Consigne A.
D'après le texte sur la diaspora face au COVID19, à quelle date les ministres africains des finances se sont-ils réunis ?
Consigne B.
Citez le texte sur la diaspora face au COVID19 depuis « Le sceptre du » jusqu'à « aval en Afrique. ».

Texte proposé.
━━━━━━━━
Le sceptre du COVID19 plane sur l’humanité. Apparue à Wuhan, en Chine, la maladie a d’abord détendu son manteau de deuil sur l’Occident puis l’Afrique. Le bilan macabre évolue chaque jour à un rythme effrayant, faisant de cette pandémie l’événement le plus funeste de ce début de 21e siècle. Les conséquences sont terribles : morts en cascade, effondrement de l’outil économique, crise sociale et humanitaire. Face à cette guerre totale qui ne dit pas son nom, la mobilisation générale a été décrétée partout. Si le sacrifice est considérable pour tous et dans tous les pays, la responsabilité de la diaspora, elle, est particulière, car double : elle doit agir en amont dans le pays de résidence et en aval en Afrique.
Avant de se porter au secours de l’Afrique, la diaspora doit d’abord jouer pleinement son rôle de résident ou de citoyen modèle en faisant corps avec la communauté d’accueil contre le péril du COVID19. Elle doit dans cette veine mettre à contribution toutes ses ressources intellectuelles, matérielles et morales au service de la communauté. L’effort minimal demandé à tous à cet égard est le respect strict des consignes de sécurité énoncées par les pouvoirs publics. Il faut éviter à tout prix d’être des vecteurs de cette maladie. Le niveau de qualification de la diaspora africaine constitue un atout. Ils sont nombreux, nos médecins, infirmiers, aides-soignants en première ligne du combat. Ils sont nombreux aussi, nos scientifiques, biologistes, qui s’affairent dans les laboratoires à trouver des remèdes au mal. Ils sont nombreux enfin nos économistes, nos informaticiens, nos sociologues et spécialistes des sciences humaines et sociales qui réfléchissent à la gestion de la crise sociale et économique et qui préparent le monde de demain. C’est le lieu de leur rendre un vibrant hommage et les encourager à donner le meilleur d’eux même. Nous sommes fiers d’eux et rêvons qu’au sortir de cette crise, des membres de notre communauté rentreront dans l’histoire pour leur contribution exceptionnelle à la lutte contre la pandémie.
Bien sûr l’Afrique, notre cher continent ne doit pas être oublié. Une fois la tempête passée en Occident, il faudra aider le continent à se relever et accroitre sa résilience. Pour l’heure, si la crise sanitaire semble maitrisée, la crise sociale et humanitaire, elle, est déjà profonde. Le chômage déjà inquiétant a explosé et tous les secteurs d’activités sont sinistrés, alors même que les États sont exsangues. Selon les ministres africains des finances réunis le 31 mars 2020, « l’économie africaine est confrontée à un ralentissement profond, synchronisé et ne pourra s’en remettre qu’au bout de trois ans ».
━━━━━━━━
Éléments du jeu de données:
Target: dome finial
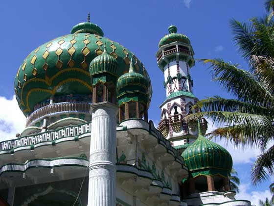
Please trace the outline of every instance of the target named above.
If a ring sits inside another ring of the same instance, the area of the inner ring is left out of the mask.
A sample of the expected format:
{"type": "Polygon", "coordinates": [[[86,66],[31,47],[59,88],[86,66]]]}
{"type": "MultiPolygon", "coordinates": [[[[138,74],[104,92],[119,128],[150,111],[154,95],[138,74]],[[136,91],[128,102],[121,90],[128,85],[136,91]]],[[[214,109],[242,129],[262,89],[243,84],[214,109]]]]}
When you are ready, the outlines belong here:
{"type": "Polygon", "coordinates": [[[107,43],[105,42],[105,44],[104,44],[104,52],[107,53],[107,43]]]}
{"type": "Polygon", "coordinates": [[[130,59],[130,65],[129,66],[129,72],[135,72],[134,67],[133,66],[133,61],[132,61],[132,58],[130,59]]]}
{"type": "Polygon", "coordinates": [[[176,33],[177,32],[177,27],[176,26],[171,24],[168,28],[168,32],[170,34],[176,33]]]}
{"type": "Polygon", "coordinates": [[[91,22],[91,15],[90,12],[88,13],[88,18],[87,18],[87,22],[91,22]]]}
{"type": "Polygon", "coordinates": [[[198,120],[198,136],[203,136],[201,130],[201,125],[200,124],[200,119],[198,120]]]}

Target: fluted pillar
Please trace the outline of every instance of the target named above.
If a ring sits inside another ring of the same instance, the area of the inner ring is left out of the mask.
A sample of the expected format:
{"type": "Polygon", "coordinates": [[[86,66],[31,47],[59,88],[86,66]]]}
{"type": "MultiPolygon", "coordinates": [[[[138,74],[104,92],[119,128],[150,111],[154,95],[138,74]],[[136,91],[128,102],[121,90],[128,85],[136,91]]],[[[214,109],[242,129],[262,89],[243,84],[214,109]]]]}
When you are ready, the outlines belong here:
{"type": "Polygon", "coordinates": [[[114,206],[116,116],[118,107],[107,102],[91,104],[89,206],[114,206]]]}

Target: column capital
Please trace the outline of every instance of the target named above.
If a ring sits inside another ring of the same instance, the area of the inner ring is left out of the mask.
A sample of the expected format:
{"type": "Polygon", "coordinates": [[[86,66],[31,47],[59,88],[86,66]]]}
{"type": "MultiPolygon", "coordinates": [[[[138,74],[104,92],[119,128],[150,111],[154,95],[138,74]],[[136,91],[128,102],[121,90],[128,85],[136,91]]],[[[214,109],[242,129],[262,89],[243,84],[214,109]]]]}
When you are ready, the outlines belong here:
{"type": "Polygon", "coordinates": [[[110,108],[112,108],[114,110],[116,113],[118,112],[118,107],[116,104],[111,103],[109,102],[102,102],[101,103],[93,103],[91,104],[91,108],[90,109],[90,113],[91,114],[92,114],[94,111],[97,110],[97,109],[104,107],[108,107],[110,108]]]}

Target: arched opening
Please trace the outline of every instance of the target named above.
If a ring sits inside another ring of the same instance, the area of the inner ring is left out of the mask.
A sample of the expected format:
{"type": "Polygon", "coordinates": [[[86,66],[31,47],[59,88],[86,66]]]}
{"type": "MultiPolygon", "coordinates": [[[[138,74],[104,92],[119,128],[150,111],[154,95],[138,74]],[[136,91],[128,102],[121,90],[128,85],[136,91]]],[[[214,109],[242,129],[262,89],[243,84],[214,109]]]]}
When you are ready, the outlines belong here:
{"type": "Polygon", "coordinates": [[[195,193],[208,191],[206,177],[202,176],[195,178],[194,183],[195,185],[195,193]]]}

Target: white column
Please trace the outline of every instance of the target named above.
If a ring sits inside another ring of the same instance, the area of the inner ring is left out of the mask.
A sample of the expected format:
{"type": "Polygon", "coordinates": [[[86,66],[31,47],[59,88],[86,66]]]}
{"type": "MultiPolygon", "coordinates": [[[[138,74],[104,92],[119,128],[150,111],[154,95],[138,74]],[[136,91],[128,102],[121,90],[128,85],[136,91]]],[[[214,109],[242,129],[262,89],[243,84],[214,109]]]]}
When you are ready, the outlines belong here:
{"type": "Polygon", "coordinates": [[[14,202],[14,195],[15,194],[15,187],[10,187],[9,188],[8,199],[7,202],[11,206],[13,206],[14,202]]]}
{"type": "Polygon", "coordinates": [[[41,132],[44,132],[46,130],[46,128],[47,127],[47,119],[48,117],[46,116],[43,119],[43,125],[42,127],[42,130],[41,132]]]}
{"type": "Polygon", "coordinates": [[[118,106],[107,102],[91,106],[89,206],[115,205],[117,111],[118,106]]]}

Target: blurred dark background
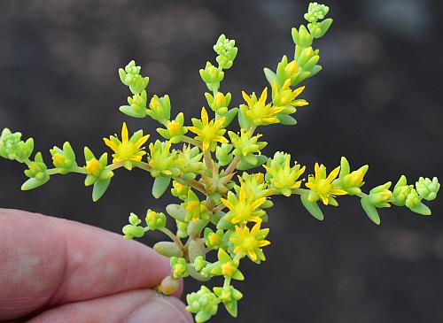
━━━━━━━━
Réponse A.
Le 31 mars 2020.

Réponse B.
Le sceptre du COVID19 plane sur l’humanité. Apparue à Wuhan, en Chine, la maladie a d’abord détendu son manteau de deuil sur l’Occident puis l’Afrique. Le bilan macabre évolue chaque jour à un rythme effrayant, faisant de cette pandémie l’événement le plus funeste de ce début de 21e siècle. Les conséquences sont terribles : morts en cascade, effondrement de l’outil économique, crise sociale et humanitaire. Face à cette guerre totale qui ne dit pas son nom, la mobilisation générale a été décrétée partout. Si le sacrifice est considérable pour tous et dans tous les pays, la responsabilité de la diaspora, elle, est particulière, car double : elle doit agir en amont dans le pays de résidence et en aval en Afrique.